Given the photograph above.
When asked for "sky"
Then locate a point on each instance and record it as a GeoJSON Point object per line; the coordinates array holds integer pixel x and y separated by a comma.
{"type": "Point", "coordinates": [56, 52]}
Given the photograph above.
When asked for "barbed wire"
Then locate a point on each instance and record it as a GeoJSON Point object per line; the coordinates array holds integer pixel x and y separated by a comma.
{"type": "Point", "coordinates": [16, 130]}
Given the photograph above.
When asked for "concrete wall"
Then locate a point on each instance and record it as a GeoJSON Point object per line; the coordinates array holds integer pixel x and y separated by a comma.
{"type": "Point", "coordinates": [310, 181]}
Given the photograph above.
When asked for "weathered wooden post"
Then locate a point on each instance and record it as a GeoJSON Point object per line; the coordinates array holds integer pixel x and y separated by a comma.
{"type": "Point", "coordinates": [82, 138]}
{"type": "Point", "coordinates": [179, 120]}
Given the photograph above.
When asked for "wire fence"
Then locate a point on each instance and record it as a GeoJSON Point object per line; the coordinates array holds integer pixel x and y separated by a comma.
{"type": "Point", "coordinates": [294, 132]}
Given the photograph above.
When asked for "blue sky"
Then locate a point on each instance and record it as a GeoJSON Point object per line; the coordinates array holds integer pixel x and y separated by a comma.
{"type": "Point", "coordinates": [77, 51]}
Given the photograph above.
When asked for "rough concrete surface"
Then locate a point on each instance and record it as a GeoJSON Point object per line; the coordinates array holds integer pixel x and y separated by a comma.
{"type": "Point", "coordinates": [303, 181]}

----------------------------------------

● **Your objective**
Exactly reproduce the material above.

● **Response below**
Given the photograph above.
When asked for "sky"
Then locate a point on each instance and record it as a GeoJSON Point object per line; the coordinates array holds integer pixel x and y separated by a comma.
{"type": "Point", "coordinates": [56, 52]}
Given the photograph above.
When asked for "barbed wire"
Then locate a point on each instance and record it as a GeoJSON Point object per line; the coordinates array holds integer pixel x and y separated by a comma.
{"type": "Point", "coordinates": [16, 130]}
Given the photograph above.
When asked for "concrete wall"
Then locate a point on each instance and record it as a GeoJSON Point object per line; the coordinates array holds integer pixel x and y separated by a comma.
{"type": "Point", "coordinates": [310, 181]}
Given the photograph above.
When asked for "weathered wooden post"
Then locate a point on each instance and record it as a GeoJSON Point object per line; the coordinates array holds integer pixel x and y separated by a comma.
{"type": "Point", "coordinates": [82, 138]}
{"type": "Point", "coordinates": [179, 120]}
Given the photograph above.
When asked for "wire fence"
Then locate a point on each instance and record it as a GeoJSON Point object per line; the coordinates array holds integer pixel x and y separated by a comma.
{"type": "Point", "coordinates": [294, 132]}
Given the photograph above.
When asked for "blue sky"
Then locate a point on each instance and record it as a GeoJSON Point object per line; the coordinates array holds integer pixel x and y separated by a comma.
{"type": "Point", "coordinates": [77, 51]}
Given the photograph above.
When asked for "rough concrete surface"
Then locate a point on each instance and record it as a GeoJSON Point object per line; the coordinates array holds integer pixel x and y separated by a comma.
{"type": "Point", "coordinates": [303, 181]}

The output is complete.